__Selected text__
****************************************

The next generation saw further discord culminating in Civil War. There was an echo of nullification in the North as abolitionists sought to evade or ignore the Fugitive Slave Act of 1850, which forced their complicity in returning escalated slaves to bondage. The sectional tension mounted, and what legal and political argument could not decide was resolved on the fields of Shiloh, Gettysburg, and Appomattox.

Secession was dead. But the idea of nullification, effectively a lesser included offense of secession, did not go quietly. As Reconstruction faded and federal troops pulled out of Southern capitals, Southern legislatures began to ignore federal civil rights laws, largely with the acquiescence of Congress, which cut funds for the laws’ enforcement.

As the civil rights movement gained steam, nullification returned with open defiance of federal authority. When Arkansas governor Orval Faubus stood in the schoolhouse door to resist desegregation, he lacked Calhoun’s veneer of legal justification, retaining only the stubborn refusal to obey federal law. President Dwight Eisenhower’s response was the same as Jackson’s had been, and federal troops oversaw integration and the end of another nullification crisis.

****************************************

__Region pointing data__
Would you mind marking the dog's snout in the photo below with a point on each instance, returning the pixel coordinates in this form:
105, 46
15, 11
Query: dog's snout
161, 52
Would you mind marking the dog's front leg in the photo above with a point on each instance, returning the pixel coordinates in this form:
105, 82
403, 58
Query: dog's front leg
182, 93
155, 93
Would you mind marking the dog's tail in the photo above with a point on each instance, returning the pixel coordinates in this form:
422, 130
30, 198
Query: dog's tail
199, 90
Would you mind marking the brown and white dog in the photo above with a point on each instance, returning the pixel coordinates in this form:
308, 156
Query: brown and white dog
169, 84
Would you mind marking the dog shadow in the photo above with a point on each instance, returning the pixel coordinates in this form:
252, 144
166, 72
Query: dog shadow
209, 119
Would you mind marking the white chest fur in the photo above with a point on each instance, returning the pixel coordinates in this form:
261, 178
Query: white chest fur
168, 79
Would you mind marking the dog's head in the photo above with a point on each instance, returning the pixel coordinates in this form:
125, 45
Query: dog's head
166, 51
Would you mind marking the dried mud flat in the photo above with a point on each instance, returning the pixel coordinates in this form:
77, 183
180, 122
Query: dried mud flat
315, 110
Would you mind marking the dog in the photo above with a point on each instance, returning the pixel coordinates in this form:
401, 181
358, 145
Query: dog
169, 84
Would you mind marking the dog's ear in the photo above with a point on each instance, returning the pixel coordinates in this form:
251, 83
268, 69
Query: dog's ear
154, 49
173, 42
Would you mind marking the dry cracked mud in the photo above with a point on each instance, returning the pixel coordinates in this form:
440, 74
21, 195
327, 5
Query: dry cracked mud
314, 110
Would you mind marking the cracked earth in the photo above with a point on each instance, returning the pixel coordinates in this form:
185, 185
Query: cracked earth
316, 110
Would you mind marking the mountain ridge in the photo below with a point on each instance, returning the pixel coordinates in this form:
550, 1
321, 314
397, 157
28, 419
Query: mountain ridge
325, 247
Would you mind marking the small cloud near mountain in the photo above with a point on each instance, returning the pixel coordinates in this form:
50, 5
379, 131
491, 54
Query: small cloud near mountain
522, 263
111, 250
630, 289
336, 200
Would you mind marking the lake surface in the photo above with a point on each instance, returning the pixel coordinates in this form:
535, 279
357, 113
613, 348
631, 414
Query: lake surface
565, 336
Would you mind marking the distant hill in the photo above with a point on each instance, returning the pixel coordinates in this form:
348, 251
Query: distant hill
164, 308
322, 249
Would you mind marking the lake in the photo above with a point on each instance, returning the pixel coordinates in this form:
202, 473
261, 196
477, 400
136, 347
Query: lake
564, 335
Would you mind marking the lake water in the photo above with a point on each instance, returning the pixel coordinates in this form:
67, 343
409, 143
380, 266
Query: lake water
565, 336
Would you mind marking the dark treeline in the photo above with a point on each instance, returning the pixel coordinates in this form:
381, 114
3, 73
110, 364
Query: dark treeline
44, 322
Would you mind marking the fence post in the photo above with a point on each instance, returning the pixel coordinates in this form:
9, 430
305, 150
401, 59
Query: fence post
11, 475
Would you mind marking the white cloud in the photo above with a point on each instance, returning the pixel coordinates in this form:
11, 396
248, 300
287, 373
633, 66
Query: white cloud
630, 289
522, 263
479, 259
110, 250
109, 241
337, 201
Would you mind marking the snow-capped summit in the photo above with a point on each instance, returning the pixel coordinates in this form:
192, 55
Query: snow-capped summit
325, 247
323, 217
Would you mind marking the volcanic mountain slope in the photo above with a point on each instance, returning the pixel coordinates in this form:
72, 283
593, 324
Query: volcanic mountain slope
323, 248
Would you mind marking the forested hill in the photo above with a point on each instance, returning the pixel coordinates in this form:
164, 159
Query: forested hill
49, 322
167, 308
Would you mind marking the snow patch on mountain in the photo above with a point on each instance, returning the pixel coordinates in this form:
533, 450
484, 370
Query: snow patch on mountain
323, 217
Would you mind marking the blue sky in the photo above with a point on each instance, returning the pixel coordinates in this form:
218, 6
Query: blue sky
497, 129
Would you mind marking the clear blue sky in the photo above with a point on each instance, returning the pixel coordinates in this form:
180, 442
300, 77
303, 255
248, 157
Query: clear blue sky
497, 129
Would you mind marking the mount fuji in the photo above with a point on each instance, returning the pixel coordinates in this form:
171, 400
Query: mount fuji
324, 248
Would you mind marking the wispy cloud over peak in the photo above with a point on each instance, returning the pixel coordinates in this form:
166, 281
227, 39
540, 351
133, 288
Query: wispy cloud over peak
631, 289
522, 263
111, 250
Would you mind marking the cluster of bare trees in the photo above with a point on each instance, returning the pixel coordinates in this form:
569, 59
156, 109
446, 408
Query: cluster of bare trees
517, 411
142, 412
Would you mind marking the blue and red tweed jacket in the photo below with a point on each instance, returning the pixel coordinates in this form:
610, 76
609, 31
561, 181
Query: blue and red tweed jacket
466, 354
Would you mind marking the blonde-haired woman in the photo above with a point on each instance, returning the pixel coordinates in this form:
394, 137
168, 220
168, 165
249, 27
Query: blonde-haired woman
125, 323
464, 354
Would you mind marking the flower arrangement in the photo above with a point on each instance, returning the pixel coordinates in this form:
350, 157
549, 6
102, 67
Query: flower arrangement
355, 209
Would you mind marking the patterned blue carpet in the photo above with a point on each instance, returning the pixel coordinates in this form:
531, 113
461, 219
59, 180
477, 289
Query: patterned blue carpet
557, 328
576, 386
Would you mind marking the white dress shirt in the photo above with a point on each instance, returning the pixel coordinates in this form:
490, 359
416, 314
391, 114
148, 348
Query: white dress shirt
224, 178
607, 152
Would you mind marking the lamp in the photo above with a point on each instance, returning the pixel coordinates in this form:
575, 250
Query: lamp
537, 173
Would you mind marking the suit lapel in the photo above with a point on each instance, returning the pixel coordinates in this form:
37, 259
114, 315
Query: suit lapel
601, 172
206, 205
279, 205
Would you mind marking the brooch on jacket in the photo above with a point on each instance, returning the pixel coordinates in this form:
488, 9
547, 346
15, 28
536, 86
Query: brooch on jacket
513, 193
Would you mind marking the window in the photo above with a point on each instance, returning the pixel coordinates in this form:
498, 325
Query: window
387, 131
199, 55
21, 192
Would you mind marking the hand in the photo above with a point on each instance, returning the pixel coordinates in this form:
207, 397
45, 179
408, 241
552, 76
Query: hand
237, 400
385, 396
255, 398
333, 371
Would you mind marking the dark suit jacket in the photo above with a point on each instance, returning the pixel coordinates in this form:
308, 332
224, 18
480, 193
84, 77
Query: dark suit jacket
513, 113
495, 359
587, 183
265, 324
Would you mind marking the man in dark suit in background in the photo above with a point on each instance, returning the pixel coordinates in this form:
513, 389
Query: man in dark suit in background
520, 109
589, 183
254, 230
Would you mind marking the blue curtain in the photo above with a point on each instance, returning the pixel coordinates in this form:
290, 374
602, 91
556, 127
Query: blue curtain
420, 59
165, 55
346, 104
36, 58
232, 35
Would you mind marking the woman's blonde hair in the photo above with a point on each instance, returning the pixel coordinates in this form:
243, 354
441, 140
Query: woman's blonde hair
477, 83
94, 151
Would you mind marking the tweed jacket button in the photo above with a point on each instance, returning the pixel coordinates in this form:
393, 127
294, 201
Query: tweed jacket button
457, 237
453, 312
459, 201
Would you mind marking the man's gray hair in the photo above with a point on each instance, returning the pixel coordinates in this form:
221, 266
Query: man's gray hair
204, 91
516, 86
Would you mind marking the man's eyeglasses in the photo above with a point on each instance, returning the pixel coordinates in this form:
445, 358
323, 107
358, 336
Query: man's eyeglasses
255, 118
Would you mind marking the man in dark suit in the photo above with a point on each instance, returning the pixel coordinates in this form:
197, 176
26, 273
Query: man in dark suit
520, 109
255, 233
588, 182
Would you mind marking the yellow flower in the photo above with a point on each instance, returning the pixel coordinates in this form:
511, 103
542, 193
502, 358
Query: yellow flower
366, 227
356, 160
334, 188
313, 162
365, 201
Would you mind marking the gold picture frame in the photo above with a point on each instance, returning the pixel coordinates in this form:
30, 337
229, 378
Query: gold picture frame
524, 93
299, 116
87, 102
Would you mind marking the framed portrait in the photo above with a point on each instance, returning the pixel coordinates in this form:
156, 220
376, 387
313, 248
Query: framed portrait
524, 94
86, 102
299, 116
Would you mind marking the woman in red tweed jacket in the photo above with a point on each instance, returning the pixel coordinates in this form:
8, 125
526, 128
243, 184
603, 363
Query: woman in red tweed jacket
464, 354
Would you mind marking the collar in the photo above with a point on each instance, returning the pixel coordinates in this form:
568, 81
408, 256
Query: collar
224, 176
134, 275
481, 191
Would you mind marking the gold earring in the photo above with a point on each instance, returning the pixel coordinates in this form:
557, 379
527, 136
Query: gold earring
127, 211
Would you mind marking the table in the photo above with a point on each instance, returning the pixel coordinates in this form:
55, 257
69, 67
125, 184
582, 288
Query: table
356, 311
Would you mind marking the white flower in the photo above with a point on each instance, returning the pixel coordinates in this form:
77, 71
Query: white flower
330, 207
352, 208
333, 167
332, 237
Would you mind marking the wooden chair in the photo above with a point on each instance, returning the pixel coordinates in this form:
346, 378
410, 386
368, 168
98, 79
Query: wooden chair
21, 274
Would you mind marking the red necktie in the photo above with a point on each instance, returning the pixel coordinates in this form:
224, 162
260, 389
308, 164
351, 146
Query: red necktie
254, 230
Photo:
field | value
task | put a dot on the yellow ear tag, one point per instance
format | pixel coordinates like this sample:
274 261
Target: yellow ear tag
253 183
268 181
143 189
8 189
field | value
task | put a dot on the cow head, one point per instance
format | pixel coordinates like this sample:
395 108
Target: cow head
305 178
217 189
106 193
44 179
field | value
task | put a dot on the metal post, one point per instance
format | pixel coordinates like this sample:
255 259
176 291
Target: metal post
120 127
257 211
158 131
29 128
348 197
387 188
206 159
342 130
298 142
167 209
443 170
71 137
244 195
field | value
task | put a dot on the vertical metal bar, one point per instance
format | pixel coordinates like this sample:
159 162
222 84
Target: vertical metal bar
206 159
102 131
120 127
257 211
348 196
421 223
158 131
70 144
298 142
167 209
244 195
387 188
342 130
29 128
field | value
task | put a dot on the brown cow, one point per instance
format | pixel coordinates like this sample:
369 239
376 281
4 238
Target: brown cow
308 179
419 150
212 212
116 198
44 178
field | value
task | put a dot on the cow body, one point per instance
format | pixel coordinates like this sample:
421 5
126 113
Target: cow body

****************************************

__Directions for this task__
Could you reproduce the passage on nullification word for word, between "The next generation" and "Gettysburg, and Appomattox.", inclusive?

__Exercise answer__
The next generation saw further discord culminating in Civil War. There was an echo of nullification in the North as abolitionists sought to evade or ignore the Fugitive Slave Act of 1850, which forced their complicity in returning escalated slaves to bondage. The sectional tension mounted, and what legal and political argument could not decide was resolved on the fields of Shiloh, Gettysburg, and Appomattox.